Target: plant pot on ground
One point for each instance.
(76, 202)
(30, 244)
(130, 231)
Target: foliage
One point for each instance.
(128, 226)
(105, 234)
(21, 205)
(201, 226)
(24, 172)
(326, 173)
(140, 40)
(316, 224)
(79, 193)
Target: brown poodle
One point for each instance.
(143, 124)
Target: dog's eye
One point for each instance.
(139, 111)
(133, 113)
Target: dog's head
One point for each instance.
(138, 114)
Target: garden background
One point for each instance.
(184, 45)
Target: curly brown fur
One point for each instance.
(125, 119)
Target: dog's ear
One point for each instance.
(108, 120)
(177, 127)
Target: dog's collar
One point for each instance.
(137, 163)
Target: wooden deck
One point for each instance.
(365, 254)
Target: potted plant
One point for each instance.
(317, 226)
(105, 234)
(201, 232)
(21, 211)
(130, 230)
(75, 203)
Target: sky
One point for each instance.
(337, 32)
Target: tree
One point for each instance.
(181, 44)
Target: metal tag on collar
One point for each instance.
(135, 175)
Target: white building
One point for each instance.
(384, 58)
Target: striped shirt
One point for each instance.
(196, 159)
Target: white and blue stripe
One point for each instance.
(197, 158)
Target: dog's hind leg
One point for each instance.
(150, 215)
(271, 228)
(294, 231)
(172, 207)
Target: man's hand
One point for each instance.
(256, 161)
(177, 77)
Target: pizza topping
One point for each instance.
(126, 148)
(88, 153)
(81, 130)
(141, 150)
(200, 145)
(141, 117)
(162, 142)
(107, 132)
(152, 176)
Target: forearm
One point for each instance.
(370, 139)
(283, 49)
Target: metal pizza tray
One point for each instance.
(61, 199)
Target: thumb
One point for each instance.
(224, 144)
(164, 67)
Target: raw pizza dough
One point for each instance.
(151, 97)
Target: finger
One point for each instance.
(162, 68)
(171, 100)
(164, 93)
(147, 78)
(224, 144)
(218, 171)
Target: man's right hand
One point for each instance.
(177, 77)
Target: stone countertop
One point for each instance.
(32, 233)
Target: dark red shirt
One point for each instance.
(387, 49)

* _Instructions for the task_:
Repeat the whole listing exactly, with no omissions.

* _Solution to this exercise_:
Target: plant pot on ground
One point for each instance.
(76, 202)
(30, 244)
(130, 231)
Target: foliage
One point for each instance.
(128, 226)
(105, 234)
(21, 205)
(201, 226)
(24, 172)
(326, 173)
(140, 40)
(316, 224)
(79, 193)
Target: brown poodle
One point for each instance.
(143, 124)
Target: dog's eye
One point for each instance.
(139, 111)
(133, 113)
Target: dog's head
One point for each instance.
(138, 114)
Target: garden background
One point for each instance.
(184, 45)
Target: curly brown fur
One point for each instance.
(125, 119)
Target: dog's ear
One point for each instance.
(108, 120)
(177, 127)
Target: dog's collar
One point for each instance.
(137, 163)
Target: wooden deck
One point for each instance.
(365, 254)
Target: potted plant
One point for each instance.
(317, 226)
(105, 234)
(201, 232)
(21, 211)
(130, 230)
(75, 203)
Target: sky
One point for each instance.
(337, 32)
Target: tree
One point for each instance.
(181, 44)
Target: metal tag on collar
One point for each instance.
(135, 175)
Target: white building
One point for each instance.
(384, 58)
Target: striped shirt
One point for each instance.
(196, 159)
Target: white and blue stripe
One point for each instance.
(197, 158)
Target: dog's hind leg
One point for each instance.
(150, 215)
(271, 228)
(294, 231)
(172, 207)
Target: man's hand
One point for each instance.
(256, 161)
(177, 77)
Target: pizza topping
One point for each instance.
(126, 148)
(88, 153)
(81, 130)
(141, 150)
(200, 145)
(141, 117)
(162, 142)
(107, 132)
(152, 176)
Target: forearm
One point for each instance.
(370, 139)
(283, 49)
Target: metal pizza tray
One point for each instance.
(61, 199)
Target: thumb
One point for each instance.
(224, 144)
(164, 67)
Target: raw pizza dough
One point for each instance.
(151, 97)
Target: finger
One point for each instance.
(162, 68)
(171, 100)
(164, 93)
(147, 78)
(224, 144)
(218, 171)
Target: man's right hand
One point for each instance.
(177, 77)
Target: stone countertop
One point for each instance.
(32, 233)
Target: dark red shirt
One point for each instance.
(387, 49)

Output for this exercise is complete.